## EXERCISE INPUTS
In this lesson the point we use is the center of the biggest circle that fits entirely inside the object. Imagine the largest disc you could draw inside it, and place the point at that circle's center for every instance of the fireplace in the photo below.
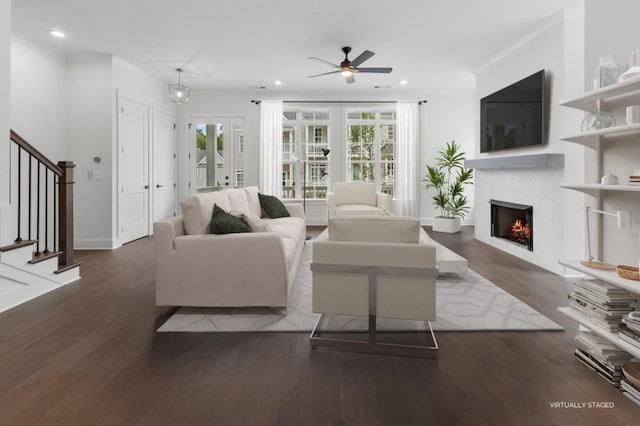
(512, 222)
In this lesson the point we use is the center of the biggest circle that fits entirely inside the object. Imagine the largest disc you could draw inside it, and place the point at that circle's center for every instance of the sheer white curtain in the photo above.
(407, 157)
(271, 148)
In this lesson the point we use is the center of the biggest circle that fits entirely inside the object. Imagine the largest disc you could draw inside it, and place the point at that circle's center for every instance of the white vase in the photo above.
(445, 224)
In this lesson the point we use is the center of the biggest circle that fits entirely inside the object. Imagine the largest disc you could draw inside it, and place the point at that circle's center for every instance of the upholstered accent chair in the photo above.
(375, 266)
(357, 198)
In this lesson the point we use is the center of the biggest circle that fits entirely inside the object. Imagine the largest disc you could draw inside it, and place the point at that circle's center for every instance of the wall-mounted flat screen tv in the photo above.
(514, 117)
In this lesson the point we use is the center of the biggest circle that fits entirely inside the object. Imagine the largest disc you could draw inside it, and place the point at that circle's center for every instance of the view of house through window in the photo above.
(368, 145)
(305, 167)
(371, 148)
(218, 157)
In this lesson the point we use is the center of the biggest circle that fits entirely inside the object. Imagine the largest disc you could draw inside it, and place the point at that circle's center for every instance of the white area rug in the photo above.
(463, 303)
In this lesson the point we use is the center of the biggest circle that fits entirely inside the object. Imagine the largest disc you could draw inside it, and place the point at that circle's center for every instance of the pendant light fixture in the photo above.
(179, 92)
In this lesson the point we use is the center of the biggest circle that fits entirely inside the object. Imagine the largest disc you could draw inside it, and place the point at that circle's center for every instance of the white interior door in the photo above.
(133, 146)
(164, 166)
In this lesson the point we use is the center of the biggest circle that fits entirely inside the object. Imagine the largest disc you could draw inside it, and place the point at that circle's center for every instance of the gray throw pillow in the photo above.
(272, 207)
(226, 223)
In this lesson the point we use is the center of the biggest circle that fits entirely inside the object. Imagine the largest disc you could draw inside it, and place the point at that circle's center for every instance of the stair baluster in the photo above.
(58, 229)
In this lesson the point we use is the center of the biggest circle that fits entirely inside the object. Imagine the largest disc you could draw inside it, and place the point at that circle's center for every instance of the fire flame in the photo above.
(520, 231)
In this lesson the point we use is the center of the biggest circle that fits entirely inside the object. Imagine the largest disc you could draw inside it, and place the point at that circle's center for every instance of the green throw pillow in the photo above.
(272, 207)
(225, 223)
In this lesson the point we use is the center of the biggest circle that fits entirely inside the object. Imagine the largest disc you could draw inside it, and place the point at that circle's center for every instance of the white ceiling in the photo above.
(236, 44)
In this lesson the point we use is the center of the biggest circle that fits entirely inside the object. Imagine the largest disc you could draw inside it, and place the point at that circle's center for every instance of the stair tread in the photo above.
(15, 246)
(68, 267)
(43, 256)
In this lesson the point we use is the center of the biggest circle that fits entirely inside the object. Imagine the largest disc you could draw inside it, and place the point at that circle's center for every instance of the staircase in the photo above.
(40, 217)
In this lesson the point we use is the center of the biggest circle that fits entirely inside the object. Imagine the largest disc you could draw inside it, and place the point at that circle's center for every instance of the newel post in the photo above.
(65, 213)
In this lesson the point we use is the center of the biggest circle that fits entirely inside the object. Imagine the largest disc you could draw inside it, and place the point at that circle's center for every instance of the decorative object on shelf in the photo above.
(606, 73)
(609, 179)
(179, 92)
(633, 114)
(598, 120)
(634, 71)
(628, 272)
(448, 177)
(632, 372)
(624, 222)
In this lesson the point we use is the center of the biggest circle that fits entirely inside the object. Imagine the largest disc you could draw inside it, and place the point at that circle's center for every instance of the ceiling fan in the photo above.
(347, 67)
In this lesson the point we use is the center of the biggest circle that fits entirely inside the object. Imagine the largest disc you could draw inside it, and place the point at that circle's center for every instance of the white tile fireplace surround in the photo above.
(530, 180)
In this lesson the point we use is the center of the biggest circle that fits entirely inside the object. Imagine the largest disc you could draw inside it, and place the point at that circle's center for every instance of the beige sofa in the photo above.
(357, 198)
(376, 266)
(195, 268)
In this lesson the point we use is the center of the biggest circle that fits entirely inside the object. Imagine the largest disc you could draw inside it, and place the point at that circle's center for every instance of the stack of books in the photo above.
(630, 382)
(603, 357)
(630, 329)
(601, 303)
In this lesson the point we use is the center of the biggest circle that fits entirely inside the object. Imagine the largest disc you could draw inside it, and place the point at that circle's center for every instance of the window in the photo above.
(366, 152)
(304, 165)
(371, 148)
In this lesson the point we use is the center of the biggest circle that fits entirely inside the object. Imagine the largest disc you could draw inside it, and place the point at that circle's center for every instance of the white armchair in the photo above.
(356, 198)
(375, 266)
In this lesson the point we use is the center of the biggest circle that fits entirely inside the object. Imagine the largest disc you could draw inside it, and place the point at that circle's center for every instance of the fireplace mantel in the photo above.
(534, 161)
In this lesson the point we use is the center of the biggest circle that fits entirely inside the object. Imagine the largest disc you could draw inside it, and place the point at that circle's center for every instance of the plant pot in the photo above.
(446, 224)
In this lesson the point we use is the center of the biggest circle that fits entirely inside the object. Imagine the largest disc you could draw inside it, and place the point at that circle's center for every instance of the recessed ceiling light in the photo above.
(56, 33)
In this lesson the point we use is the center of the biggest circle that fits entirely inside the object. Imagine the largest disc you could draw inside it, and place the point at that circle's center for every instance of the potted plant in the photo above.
(448, 177)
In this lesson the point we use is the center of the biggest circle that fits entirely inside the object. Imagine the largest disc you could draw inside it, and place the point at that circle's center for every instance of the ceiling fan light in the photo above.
(178, 92)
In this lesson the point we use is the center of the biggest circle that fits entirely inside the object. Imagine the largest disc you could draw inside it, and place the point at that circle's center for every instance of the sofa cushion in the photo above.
(288, 227)
(198, 208)
(382, 229)
(253, 200)
(357, 209)
(272, 207)
(256, 223)
(237, 200)
(290, 246)
(226, 223)
(355, 193)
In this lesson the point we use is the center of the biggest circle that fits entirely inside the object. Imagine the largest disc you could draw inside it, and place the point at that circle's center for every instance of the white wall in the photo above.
(39, 97)
(445, 117)
(556, 47)
(90, 132)
(613, 28)
(5, 90)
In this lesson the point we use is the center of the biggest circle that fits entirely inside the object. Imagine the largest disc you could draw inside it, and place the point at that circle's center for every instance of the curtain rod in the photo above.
(253, 101)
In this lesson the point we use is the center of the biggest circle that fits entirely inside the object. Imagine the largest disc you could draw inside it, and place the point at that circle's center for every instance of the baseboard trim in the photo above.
(94, 245)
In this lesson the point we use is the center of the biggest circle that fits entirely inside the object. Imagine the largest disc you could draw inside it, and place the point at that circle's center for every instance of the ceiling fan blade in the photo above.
(324, 73)
(323, 61)
(378, 70)
(362, 57)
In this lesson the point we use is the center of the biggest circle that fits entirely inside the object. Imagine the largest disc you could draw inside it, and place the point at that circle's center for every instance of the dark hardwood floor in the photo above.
(88, 354)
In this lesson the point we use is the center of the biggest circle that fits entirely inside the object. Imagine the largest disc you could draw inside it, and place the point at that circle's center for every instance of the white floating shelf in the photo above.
(533, 161)
(593, 188)
(611, 337)
(589, 101)
(591, 138)
(604, 275)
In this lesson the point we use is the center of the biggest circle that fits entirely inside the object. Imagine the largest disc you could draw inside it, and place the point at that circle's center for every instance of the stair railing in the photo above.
(48, 188)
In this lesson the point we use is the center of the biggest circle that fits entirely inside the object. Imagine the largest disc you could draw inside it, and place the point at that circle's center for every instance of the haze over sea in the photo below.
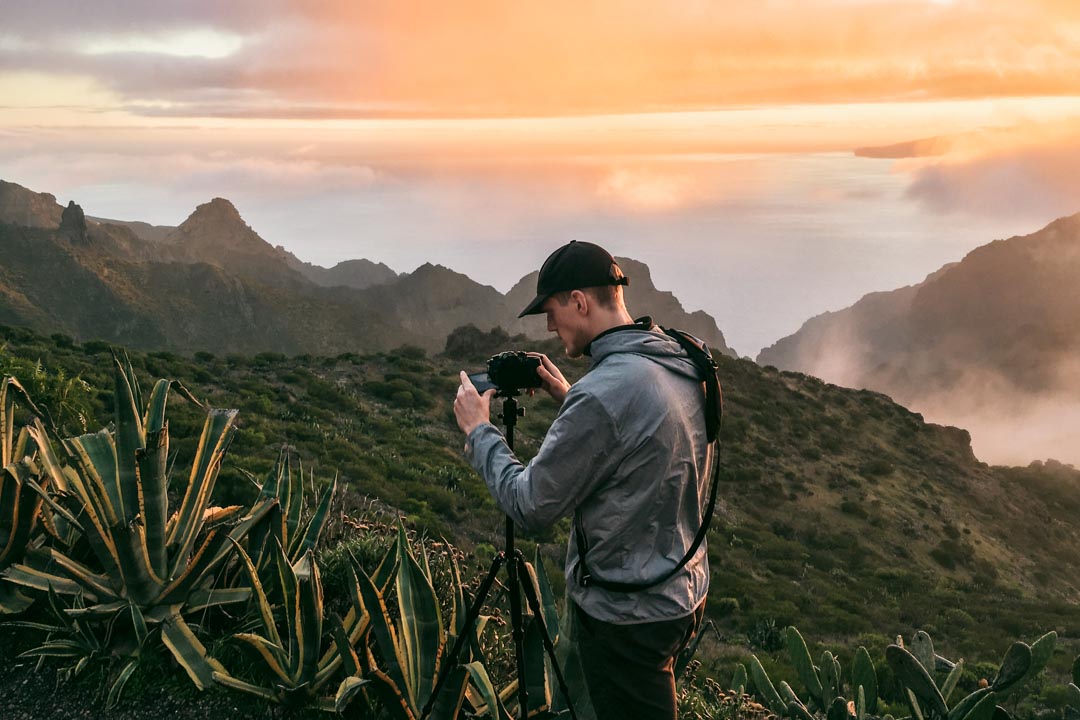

## DIRECTIVE
Pick out every line of the data above that contains the word "curtain".

## OUTPUT FOR THIS TASK
In this lesson the point we use is the center of the biggest circle that fits entirely inside the object. Imagine the largest disc you could draw inside it, and place the point at that circle's center for every instance of the sheer white curtain in the photo above.
In this lesson the point we use is the center of the biggest circle that fits entirely inside the object. Imagine the largest disc you could draw inside it, and place the point at that circle's center for every instance of the curtain rod in the photo above.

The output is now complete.